From the Curator
Through kinetic sculpture, projected footage and shadow work, Invoke | Inverse places the story of Lutruwita (Tasmania) Aboriginal Ancestors from the 19th century back in Country through a mechanically animated track that moves silhouette figures around the room, intermittently casting their travelling shadows onto a projection of Lutruwita Country. The watchtower in the room evokes an ever-present sense of colonial surveillance and control as the figures travel past.
The silhouettes represent the 26 remaining Big River and Oyster Bay people still at large in Country at the end of 1831 accompanied by some of their many dogs. A further group of tribal people, including Mannalargenna – one of Julie Gough’s Ancestors, met with these resistance fighters and accompanied them on their journey for Treaty. The entire group walked, with 100 of their dogs, between 31 Jan 1832—7 February 1832, from the high country of central Lutruwita to Hobart Town, to meet and negotiate with the Governor. After a short period in and near Hobart Town the group were permanently exiled to Wybalenna Aboriginal settlement on Flinders Island. The terms of the Treaty or agreement by which they disarmed and boarded the vessel has not surfaced. The installation presents Country as spectre, haunted grounds permanently bearing this still unresolved trek for justice.
“Following three decades of increasing violence between British colonists and the First People of Lutruwita (Van Diemen’s Land / Tasmania) the Government appointed ‘Conciliator of the Aborigines’, George Augustus Robinson, finally met with the last Big River and Oyster Bay tribespeople remaining at liberty, on 31 December 1831, at 'Platform Bluff' (now Skittleball Hill) by Little Pine River near Lake Fergus, after crossing the Big River (River Ouse) north of Lake Echo.
Mr. Robinson, as we had previously announced, made his triumphant entry into town with his party of blacks, amounting in all to 40, including 14 of his former domesticated companions, with the 26 of which the Oyster bay and Big river mobs were composed. They walked very leisurely along the road, followed by a large pack of dogs, and were received by the inhabitants on their entry into town with the most lively curiosity and delight. Soon after their arrival they walked up to the Government house, and were introduced to His Excellency, and the interview that took place was truly interesting…
Colonial Times, 14 January 1832
This group of 16 men, 9 women and one child “including the celebrated chief Montpeilliatter of the Big River tribe and Tongerlongter of the Oyster Bay tribe” determined to accompany Robinson to meet the Governor at Hobart Town.[i]
I have promised them a conference with the Lieut Gov’r and that the Governor will be sure to redress all their grievances.[ii]
The group reached the town of Bothwell on foot on 4 January 1832, where Robinson sent an update to the Governor:
On the 31st ultimo I succeeded in effecting a friendly communication with those sanguinary tribes. Their whole number was twenty-six viz 16 men, 9 women and one child, including the celebrated chief MONTPELIATTER of the Big River tribe and TONGERLONGTER of the Oyster Bay tribe… I fell in with these people thirty miles north-west of the Peak of Teneriffe. They were accompanied by about 100 dogs. When first I saw the natives I was not more than 100 yards from them…This is all that remains of both tribes. Tranquility is therefore (through the blessings of the Almighty) restored to the colony. They have placed themselves under my protection and are desirous for peace.

***

*Given request*
Resume the curator's note on the 1832 walk to Hobart Town, picking up after its final sentence.

*Data rows*

***

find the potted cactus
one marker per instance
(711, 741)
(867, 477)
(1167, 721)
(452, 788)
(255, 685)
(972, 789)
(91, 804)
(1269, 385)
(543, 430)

***

*Output below*
The following day Robinson received a Government instruction from the Colonial Secretary (5 January 1832) that diverged from his version of events:
The Police Magistrate at Bothwell having reported that the Big River and Oyster Bay tribes of aborigines have surrendered themselves to you I am directed by the Lieutenant Governor to request that you will forthwith bring them to Hobart Town, unless you have good reason for remaining at Bothwell to prosecute further measures. Every possible degree of humanity is to be exercised towards them, but at the same time every precaution should be taken to prevent their escape.
The colonial newspapers[iii], the Colonial Secretary, and Bothwell Police office began to term this a 'surrender'. However these people were not captured, and did NOT surrender, nor not relinquish their arms – spears, waddies or muskets, and they freely hunted game on the one week journey to Hobart Town, a walk of about 160 km, via Bothwell.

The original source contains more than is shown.